Entries for bounding box labeling

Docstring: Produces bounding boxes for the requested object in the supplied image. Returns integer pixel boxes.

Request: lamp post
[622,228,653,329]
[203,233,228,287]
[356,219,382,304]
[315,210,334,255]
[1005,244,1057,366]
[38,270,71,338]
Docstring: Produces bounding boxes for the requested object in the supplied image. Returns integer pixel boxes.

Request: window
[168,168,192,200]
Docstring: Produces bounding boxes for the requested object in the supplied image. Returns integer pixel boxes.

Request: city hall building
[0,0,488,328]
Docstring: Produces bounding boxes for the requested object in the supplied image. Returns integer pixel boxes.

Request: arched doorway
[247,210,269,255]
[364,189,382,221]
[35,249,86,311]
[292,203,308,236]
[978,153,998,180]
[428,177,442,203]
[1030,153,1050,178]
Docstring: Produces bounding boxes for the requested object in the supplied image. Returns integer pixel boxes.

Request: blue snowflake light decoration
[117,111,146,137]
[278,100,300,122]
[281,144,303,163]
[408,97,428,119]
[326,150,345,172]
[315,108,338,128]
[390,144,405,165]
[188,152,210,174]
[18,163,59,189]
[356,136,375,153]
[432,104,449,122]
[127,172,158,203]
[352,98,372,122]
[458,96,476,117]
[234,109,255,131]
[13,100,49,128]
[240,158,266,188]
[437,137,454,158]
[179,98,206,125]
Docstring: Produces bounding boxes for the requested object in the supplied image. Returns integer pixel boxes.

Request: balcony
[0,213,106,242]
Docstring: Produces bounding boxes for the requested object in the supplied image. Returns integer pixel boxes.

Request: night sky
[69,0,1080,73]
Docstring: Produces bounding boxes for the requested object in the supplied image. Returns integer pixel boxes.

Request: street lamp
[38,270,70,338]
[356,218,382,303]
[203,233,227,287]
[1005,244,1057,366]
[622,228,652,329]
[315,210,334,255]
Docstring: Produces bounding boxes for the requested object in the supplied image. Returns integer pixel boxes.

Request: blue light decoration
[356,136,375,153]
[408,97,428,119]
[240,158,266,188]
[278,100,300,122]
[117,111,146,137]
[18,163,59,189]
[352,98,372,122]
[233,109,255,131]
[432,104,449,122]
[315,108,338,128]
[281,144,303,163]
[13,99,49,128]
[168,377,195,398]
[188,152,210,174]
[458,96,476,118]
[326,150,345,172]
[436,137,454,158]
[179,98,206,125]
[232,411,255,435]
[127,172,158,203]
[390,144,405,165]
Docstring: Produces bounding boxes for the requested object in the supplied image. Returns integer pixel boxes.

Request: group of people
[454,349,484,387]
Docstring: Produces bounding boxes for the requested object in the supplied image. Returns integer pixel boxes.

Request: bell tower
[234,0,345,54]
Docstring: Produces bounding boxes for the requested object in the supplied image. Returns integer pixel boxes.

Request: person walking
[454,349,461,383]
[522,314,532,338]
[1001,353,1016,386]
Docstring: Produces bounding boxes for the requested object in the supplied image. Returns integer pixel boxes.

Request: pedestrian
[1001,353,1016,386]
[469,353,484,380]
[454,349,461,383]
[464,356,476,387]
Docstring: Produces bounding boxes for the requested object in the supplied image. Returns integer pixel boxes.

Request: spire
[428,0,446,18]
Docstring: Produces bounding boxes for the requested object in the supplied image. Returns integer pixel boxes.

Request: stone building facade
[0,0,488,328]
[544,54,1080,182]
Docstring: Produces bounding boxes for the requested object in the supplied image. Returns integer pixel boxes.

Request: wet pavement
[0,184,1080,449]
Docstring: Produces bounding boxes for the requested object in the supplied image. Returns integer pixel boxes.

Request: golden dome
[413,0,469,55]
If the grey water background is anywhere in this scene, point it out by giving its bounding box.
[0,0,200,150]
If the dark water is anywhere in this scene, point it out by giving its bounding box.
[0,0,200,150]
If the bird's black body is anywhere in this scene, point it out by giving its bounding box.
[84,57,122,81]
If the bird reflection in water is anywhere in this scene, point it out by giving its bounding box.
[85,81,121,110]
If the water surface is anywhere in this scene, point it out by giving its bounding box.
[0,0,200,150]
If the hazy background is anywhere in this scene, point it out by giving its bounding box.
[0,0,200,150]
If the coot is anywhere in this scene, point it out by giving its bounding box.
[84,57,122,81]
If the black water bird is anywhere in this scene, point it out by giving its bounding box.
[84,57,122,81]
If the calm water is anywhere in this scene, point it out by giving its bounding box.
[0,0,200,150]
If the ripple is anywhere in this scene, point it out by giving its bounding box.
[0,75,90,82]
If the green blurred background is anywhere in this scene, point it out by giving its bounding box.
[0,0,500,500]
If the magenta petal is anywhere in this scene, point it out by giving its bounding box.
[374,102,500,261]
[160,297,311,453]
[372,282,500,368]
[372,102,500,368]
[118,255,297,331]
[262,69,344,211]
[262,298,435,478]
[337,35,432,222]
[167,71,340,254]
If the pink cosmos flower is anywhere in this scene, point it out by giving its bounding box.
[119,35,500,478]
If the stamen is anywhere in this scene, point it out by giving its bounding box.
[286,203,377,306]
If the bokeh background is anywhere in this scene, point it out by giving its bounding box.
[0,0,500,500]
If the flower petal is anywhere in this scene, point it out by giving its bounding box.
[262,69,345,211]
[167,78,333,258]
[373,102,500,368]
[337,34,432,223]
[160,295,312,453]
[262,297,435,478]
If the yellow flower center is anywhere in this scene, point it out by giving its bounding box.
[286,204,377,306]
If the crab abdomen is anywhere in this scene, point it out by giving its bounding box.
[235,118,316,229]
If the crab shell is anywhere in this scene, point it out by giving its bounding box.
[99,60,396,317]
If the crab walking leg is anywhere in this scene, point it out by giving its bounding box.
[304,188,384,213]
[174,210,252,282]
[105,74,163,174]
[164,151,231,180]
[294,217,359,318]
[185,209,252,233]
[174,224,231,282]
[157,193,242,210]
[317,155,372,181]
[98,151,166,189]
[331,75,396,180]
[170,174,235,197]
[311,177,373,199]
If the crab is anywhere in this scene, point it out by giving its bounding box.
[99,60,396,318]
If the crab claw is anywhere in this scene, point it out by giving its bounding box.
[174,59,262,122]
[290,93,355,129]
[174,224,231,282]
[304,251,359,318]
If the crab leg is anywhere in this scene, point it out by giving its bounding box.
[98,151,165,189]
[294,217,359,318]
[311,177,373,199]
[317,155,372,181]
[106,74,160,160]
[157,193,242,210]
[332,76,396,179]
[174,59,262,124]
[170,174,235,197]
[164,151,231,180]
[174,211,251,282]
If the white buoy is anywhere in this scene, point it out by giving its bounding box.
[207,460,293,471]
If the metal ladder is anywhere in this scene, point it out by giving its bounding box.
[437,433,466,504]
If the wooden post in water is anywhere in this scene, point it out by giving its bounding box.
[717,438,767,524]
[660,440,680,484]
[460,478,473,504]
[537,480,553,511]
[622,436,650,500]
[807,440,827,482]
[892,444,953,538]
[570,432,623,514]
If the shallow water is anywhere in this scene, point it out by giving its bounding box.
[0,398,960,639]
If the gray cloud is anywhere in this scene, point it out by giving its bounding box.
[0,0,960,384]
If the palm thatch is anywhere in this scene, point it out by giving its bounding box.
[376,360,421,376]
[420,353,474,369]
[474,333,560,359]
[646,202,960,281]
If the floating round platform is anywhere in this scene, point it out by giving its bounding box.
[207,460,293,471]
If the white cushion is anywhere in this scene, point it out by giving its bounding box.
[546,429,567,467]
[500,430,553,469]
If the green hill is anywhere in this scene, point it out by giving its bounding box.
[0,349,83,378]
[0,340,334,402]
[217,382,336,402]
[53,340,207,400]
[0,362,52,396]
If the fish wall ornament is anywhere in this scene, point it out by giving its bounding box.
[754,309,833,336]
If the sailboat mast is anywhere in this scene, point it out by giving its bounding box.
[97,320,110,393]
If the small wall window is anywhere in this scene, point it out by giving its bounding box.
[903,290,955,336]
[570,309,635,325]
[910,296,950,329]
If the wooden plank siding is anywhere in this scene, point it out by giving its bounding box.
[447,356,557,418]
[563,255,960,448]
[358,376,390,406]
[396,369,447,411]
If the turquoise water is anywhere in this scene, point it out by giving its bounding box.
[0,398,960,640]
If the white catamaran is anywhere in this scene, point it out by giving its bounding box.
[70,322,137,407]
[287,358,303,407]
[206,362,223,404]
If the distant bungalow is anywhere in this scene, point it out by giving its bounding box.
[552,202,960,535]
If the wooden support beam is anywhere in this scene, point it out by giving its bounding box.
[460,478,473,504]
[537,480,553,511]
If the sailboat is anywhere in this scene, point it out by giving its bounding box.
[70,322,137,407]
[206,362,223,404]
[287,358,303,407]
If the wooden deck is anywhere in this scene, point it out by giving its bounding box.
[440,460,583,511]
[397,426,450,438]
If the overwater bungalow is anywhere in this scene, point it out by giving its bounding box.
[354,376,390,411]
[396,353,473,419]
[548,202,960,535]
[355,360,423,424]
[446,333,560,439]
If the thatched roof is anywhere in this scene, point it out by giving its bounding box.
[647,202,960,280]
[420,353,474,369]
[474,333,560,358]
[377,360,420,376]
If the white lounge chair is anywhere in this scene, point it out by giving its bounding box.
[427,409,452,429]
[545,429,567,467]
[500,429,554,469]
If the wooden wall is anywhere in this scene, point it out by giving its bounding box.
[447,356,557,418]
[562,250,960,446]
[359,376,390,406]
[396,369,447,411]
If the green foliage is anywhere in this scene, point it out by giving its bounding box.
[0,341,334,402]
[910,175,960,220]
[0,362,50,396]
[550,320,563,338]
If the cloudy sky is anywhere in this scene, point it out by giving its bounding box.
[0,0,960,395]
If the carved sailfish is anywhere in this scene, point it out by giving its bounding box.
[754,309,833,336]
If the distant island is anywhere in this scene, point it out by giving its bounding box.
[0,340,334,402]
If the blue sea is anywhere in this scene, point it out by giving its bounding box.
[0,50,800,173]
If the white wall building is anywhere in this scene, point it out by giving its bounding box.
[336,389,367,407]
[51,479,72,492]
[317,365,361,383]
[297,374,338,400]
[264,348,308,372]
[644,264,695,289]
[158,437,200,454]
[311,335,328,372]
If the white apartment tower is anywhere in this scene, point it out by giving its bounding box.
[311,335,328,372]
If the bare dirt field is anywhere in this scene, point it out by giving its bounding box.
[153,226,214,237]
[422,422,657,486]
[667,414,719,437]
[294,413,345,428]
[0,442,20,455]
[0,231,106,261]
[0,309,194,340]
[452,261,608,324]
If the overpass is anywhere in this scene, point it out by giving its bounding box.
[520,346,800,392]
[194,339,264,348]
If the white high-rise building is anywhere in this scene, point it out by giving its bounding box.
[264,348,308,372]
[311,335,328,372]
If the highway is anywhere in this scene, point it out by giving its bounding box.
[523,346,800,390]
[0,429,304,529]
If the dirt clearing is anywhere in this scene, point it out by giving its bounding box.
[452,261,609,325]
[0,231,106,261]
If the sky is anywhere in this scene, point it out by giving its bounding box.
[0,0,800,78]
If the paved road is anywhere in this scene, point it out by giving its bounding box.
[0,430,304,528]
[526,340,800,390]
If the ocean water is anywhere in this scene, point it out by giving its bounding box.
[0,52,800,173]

WRITTEN PROBLEM → Could you print the records verbatim, beginning at their first line and stopping after the line that contains "[38,270,71,338]", with both ends included?

EXERCISE ANSWER →
Docstring: Produces bounding boxes for the requested object in the supplied image. Returns integer pixel boxes.

Request: lamp post
[622,228,653,329]
[203,233,228,287]
[356,219,382,304]
[315,210,334,255]
[1005,244,1057,366]
[38,270,71,338]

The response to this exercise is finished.